PROBLEM TO WORK ON
Repeat word for word, please, only the lines from the one that includes "Point to the ear." through the final line of the data.

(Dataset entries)
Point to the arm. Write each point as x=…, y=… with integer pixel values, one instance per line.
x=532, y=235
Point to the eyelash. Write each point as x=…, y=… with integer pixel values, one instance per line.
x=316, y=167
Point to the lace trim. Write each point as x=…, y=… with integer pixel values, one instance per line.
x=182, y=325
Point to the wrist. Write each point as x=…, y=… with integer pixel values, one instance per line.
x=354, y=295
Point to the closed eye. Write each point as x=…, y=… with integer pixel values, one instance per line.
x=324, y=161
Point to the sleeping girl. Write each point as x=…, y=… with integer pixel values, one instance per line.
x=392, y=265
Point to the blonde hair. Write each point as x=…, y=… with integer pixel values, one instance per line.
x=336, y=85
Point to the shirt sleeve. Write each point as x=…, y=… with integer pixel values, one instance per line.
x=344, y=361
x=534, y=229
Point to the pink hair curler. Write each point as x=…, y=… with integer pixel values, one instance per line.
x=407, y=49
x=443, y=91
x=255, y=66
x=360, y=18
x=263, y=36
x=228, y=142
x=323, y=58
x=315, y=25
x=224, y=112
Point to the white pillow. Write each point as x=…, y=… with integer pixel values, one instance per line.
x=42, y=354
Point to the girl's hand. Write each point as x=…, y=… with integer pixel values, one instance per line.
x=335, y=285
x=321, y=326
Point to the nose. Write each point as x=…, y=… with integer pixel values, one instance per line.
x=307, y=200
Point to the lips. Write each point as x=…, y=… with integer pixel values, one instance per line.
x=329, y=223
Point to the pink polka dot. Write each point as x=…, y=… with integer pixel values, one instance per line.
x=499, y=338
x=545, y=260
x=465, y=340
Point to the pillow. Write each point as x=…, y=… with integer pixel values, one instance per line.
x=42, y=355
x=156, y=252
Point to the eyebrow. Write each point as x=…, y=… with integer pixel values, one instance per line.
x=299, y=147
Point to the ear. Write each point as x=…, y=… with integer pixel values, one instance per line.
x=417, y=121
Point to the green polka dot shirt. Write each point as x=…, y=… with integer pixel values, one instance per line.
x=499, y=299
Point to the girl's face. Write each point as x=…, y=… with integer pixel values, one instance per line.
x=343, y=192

ANSWER SPACE
Point to the ear. Write each point as x=…, y=… with integer pixel values, one instance per line.
x=417, y=121
Point to the green polka dot shirt. Write each point as x=…, y=… with integer pixel values, one instance per line.
x=499, y=299
Point to the girl's face. Write each point as x=…, y=… with integer pixel values, one instance per line.
x=343, y=192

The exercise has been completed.